DOCUMENT TEXT
<<<<
They could see heavy smoke filling the sky as they rolled out of the station and down Library Hill. The truck’s lights flashing and siren screaming, Mason was guiding the lumbering vehicle south on Main Street when a car suddenly emerged from Temple Street, and right into the truck’s path.

Mason, according to various reports, did his best to avoid the car, but to no avail. The vehicles collided in the middle of the intersection, the “terrific impact … sent the heavy fire truck rolling over several times, dashing two firemen to their deaths,” the Telegraph reporter wrote.

The truck came to rest up against a Hudson Bus Lines passenger bus, but luckily for the passengers, it only nudged the bus slightly.

Mason, Winterbottom and the driver of the car were seriously hurt and rushed to the hospital.

But Laplante and McCaugney, who ended up trapped under the wrecked truck, probably died instantly; they were pronounced dead a short time later at the hospital.

Meanwhile, the blaze, which was thought to have started in the rear of City Cash Market on the ground floor, had escalated to general alarm status as crews, likely not yet aware of their fellow firefighters’ fate, rescued several people from apartments on the upper floors while fighting the blaze.

The third tragic death came right around the time the two firefighters were killed. A night watchman at the former Textron, part of the Millyard complex, was reportedly on his way to the mill’s roof to watch the fire when, the Telegraph reported, “he stepped into an open elevator shaft and plunged to his death.”
>>>>
Stored entries
<<<<
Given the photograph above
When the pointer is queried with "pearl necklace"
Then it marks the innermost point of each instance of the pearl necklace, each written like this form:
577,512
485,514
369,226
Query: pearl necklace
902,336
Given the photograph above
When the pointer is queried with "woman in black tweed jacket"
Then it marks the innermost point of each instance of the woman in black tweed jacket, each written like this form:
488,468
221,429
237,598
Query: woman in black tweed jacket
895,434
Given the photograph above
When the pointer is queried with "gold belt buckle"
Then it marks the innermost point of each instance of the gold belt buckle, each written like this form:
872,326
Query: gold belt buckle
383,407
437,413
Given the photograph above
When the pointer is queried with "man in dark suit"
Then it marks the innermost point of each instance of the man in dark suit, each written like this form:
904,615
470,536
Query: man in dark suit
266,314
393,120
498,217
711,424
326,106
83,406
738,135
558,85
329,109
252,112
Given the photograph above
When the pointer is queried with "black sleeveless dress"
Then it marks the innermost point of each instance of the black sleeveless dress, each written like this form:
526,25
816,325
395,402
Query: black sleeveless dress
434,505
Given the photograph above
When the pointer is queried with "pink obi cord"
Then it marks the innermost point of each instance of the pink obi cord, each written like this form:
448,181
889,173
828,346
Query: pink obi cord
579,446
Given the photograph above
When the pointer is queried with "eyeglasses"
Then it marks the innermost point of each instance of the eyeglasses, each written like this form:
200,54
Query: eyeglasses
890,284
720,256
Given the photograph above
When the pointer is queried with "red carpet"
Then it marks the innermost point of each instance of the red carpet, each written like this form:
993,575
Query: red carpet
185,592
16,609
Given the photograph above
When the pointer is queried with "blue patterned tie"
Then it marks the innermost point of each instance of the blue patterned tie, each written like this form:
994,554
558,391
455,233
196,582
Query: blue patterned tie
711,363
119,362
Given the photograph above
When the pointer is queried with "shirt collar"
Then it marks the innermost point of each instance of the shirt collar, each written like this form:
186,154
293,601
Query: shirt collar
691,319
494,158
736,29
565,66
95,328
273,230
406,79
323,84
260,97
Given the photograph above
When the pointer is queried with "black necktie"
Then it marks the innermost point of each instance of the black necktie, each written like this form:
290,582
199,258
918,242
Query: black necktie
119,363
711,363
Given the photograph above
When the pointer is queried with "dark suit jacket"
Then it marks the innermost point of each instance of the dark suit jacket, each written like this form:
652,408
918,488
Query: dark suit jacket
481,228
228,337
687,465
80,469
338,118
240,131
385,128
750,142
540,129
>>>>
PROBLEMS AND TASKS
1 – Rewrite the paragraph in the fire truck account that begins "Meanwhile, the blaze" more briefly, keeping its main facts.
2 – According to the fire truck account, from which street did the car emerge into the truck's path?
3 – Swap "seriously hurt" for "badly injured" in the fire truck account, writing out the passage that begins at the words "Mason, Winterbottom and" and stops after "at the hospital.".

TASK ANSWERS
1 – The fire, thought to have begun at the back of City Cash Market on the ground floor, grew to general alarm status. Crews, probably not yet aware of their fellow firefighters' deaths, rescued several people from upper-floor apartments while fighting it.

2 – Temple Street.

3 –
Mason, Winterbottom and the driver of the car were badly injured and rushed to the hospital.

But Laplante and McCaugney, who ended up trapped under the wrecked truck, probably died instantly; they were pronounced dead a short time later at the hospital.